(Collected data entries)
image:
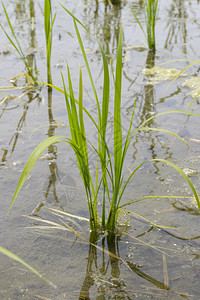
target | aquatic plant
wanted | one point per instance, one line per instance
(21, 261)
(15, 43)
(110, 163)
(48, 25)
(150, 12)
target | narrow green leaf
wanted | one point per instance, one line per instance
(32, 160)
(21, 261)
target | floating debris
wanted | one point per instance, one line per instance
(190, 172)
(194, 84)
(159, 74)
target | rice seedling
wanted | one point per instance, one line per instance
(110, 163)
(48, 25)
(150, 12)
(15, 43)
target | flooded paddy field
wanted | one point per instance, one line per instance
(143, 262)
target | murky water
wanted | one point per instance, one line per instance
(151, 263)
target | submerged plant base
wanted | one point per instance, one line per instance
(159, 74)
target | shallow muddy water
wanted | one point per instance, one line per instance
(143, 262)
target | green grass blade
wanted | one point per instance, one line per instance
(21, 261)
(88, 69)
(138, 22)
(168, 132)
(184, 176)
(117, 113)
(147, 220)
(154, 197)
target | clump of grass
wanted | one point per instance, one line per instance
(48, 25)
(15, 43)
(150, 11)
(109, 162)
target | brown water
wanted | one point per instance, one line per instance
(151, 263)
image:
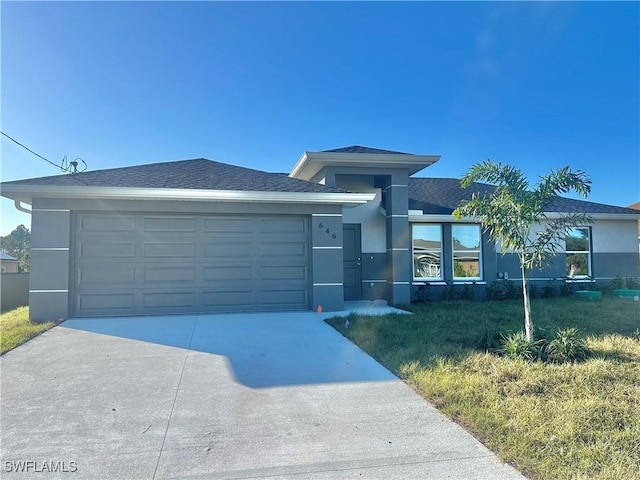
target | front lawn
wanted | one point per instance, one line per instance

--

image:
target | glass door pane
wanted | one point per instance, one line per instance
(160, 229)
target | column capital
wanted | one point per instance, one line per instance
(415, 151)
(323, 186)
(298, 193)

...

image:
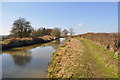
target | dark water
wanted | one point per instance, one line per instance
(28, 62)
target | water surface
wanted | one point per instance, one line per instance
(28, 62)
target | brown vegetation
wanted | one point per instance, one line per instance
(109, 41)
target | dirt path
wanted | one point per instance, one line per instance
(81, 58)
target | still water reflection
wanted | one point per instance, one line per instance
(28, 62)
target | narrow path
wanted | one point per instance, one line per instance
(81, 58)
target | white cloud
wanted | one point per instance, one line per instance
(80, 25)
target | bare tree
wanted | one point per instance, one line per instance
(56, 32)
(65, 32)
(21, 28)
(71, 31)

== Exercise ==
Pick out and copy every line in the rows above that contains the word "narrow".

== Solution for this exercise ==
target | narrow green leaf
target | narrow path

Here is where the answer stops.